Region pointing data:
::::::::::

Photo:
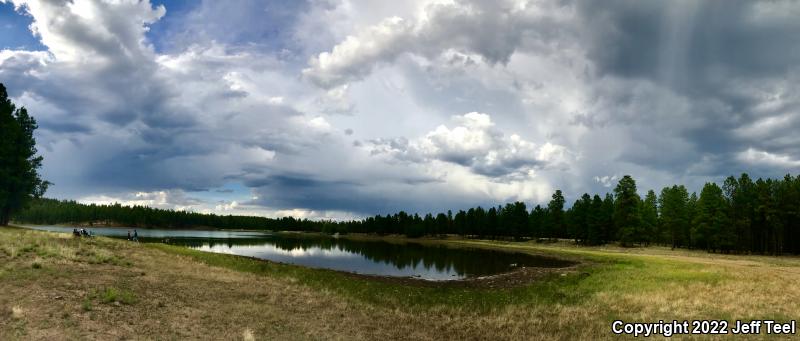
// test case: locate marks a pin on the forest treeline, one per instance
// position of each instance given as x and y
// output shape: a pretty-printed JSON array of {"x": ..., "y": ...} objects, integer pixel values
[{"x": 740, "y": 216}]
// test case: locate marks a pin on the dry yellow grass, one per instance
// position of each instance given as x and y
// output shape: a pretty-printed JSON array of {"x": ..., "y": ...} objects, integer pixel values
[{"x": 178, "y": 296}]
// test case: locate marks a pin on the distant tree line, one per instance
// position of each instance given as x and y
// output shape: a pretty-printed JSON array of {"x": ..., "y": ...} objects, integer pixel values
[{"x": 741, "y": 216}]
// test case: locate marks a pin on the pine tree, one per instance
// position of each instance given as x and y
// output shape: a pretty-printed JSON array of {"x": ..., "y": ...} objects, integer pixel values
[
  {"x": 626, "y": 210},
  {"x": 649, "y": 211},
  {"x": 19, "y": 165},
  {"x": 555, "y": 216}
]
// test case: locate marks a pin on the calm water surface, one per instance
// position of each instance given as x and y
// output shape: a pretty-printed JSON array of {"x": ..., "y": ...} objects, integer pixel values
[{"x": 430, "y": 262}]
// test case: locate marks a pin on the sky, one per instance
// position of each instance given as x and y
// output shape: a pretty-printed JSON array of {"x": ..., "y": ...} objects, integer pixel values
[{"x": 338, "y": 109}]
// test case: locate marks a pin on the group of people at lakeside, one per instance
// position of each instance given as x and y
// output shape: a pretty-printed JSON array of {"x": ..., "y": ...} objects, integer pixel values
[
  {"x": 86, "y": 233},
  {"x": 135, "y": 236},
  {"x": 82, "y": 233}
]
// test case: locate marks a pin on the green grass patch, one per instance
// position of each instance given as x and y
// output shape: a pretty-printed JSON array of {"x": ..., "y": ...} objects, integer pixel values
[{"x": 111, "y": 295}]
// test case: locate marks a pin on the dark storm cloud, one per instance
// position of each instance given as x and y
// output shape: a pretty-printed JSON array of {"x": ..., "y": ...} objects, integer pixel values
[{"x": 728, "y": 63}]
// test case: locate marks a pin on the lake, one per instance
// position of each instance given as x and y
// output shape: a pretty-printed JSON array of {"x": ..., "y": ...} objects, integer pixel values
[{"x": 424, "y": 261}]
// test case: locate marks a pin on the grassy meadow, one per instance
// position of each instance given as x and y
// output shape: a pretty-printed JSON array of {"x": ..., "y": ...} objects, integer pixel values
[{"x": 57, "y": 287}]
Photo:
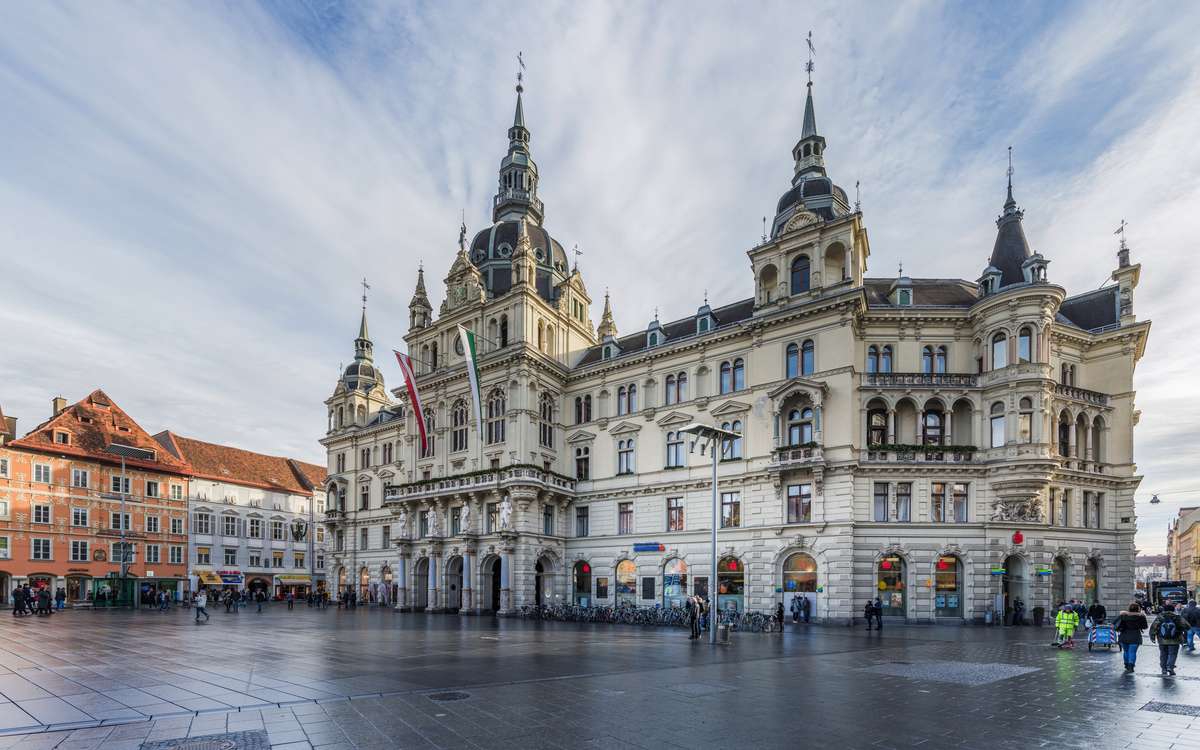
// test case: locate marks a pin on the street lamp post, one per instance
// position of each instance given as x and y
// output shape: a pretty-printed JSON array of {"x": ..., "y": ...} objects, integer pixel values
[{"x": 714, "y": 437}]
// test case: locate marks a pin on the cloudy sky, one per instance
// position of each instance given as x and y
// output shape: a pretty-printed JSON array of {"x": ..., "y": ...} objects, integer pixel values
[{"x": 191, "y": 192}]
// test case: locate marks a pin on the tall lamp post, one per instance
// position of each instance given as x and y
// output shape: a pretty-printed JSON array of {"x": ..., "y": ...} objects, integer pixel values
[
  {"x": 713, "y": 437},
  {"x": 125, "y": 451}
]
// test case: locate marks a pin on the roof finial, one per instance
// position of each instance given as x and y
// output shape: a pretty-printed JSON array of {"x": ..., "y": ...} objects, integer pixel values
[{"x": 808, "y": 66}]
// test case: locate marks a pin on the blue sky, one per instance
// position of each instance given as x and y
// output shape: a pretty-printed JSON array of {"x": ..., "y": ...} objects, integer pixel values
[{"x": 190, "y": 192}]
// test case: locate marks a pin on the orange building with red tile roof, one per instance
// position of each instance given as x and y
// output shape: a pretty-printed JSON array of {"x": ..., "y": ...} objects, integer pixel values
[{"x": 60, "y": 505}]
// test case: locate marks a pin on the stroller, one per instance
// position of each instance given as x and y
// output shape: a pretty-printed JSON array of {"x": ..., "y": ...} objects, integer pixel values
[{"x": 1102, "y": 634}]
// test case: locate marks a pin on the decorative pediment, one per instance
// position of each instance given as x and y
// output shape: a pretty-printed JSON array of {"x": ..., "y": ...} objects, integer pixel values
[
  {"x": 675, "y": 418},
  {"x": 624, "y": 429},
  {"x": 731, "y": 407}
]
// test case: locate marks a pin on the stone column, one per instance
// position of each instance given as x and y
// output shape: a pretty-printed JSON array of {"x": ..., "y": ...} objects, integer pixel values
[
  {"x": 468, "y": 593},
  {"x": 402, "y": 582}
]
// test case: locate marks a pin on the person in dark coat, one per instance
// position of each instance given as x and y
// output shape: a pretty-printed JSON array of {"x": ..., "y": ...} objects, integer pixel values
[{"x": 1129, "y": 625}]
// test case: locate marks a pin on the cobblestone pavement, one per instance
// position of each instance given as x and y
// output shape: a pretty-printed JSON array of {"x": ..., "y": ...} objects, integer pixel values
[{"x": 372, "y": 678}]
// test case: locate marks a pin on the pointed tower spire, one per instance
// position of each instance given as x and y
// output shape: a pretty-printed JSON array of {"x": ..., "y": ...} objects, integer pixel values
[{"x": 606, "y": 328}]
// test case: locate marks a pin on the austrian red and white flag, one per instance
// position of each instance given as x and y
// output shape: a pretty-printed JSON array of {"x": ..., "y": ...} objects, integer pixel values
[{"x": 406, "y": 366}]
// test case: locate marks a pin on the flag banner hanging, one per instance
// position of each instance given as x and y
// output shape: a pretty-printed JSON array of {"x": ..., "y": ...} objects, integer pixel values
[
  {"x": 468, "y": 349},
  {"x": 406, "y": 367}
]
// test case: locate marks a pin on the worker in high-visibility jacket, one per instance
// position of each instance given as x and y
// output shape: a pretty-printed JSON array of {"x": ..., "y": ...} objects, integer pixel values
[{"x": 1066, "y": 621}]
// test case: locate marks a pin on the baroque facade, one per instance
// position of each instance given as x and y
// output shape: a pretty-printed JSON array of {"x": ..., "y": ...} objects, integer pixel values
[{"x": 943, "y": 444}]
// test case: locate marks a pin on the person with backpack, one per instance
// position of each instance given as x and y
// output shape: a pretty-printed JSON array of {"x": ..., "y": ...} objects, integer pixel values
[
  {"x": 1066, "y": 623},
  {"x": 1168, "y": 631},
  {"x": 1129, "y": 625},
  {"x": 1192, "y": 615}
]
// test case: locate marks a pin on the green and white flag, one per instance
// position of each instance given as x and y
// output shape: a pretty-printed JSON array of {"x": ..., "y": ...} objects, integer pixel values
[{"x": 471, "y": 353}]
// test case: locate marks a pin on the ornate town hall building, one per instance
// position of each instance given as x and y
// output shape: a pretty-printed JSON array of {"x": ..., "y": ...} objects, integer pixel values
[{"x": 937, "y": 443}]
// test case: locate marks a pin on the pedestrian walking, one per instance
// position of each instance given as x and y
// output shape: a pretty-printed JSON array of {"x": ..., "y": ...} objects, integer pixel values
[
  {"x": 1168, "y": 631},
  {"x": 1129, "y": 625},
  {"x": 1192, "y": 615}
]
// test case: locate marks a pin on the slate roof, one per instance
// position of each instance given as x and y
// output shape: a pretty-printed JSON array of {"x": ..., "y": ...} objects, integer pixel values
[
  {"x": 925, "y": 293},
  {"x": 673, "y": 331},
  {"x": 1093, "y": 310},
  {"x": 93, "y": 425},
  {"x": 238, "y": 466}
]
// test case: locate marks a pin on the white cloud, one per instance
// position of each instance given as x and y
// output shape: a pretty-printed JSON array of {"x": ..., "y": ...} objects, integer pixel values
[{"x": 189, "y": 195}]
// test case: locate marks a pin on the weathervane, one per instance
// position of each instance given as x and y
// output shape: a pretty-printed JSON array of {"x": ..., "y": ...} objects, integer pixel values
[{"x": 808, "y": 66}]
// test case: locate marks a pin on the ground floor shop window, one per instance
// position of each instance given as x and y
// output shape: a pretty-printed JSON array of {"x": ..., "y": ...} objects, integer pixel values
[
  {"x": 799, "y": 574},
  {"x": 891, "y": 587},
  {"x": 948, "y": 589},
  {"x": 627, "y": 583},
  {"x": 730, "y": 585},
  {"x": 675, "y": 583}
]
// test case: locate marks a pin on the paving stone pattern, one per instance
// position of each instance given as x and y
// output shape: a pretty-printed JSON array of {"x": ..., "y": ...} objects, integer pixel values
[{"x": 330, "y": 679}]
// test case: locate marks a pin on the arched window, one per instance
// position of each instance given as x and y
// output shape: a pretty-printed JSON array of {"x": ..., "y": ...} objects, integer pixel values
[
  {"x": 799, "y": 426},
  {"x": 496, "y": 408},
  {"x": 999, "y": 352},
  {"x": 459, "y": 427},
  {"x": 801, "y": 275},
  {"x": 1025, "y": 346},
  {"x": 731, "y": 448},
  {"x": 997, "y": 425},
  {"x": 546, "y": 412}
]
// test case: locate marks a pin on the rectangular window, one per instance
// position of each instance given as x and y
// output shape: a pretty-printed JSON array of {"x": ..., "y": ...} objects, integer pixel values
[
  {"x": 731, "y": 509},
  {"x": 880, "y": 505},
  {"x": 624, "y": 517},
  {"x": 937, "y": 503},
  {"x": 904, "y": 502},
  {"x": 675, "y": 514},
  {"x": 799, "y": 503}
]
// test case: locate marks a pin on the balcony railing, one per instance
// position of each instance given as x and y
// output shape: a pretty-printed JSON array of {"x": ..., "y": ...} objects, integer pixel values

::::::::::

Search the records for the word "with" and copy every line where it occurs.

▶ PROBLEM SOLUTION
// test case: locate marks a pin on the orange building with red tile roof, one per instance
// test case: locate marks a pin on the person with backpack, one per instance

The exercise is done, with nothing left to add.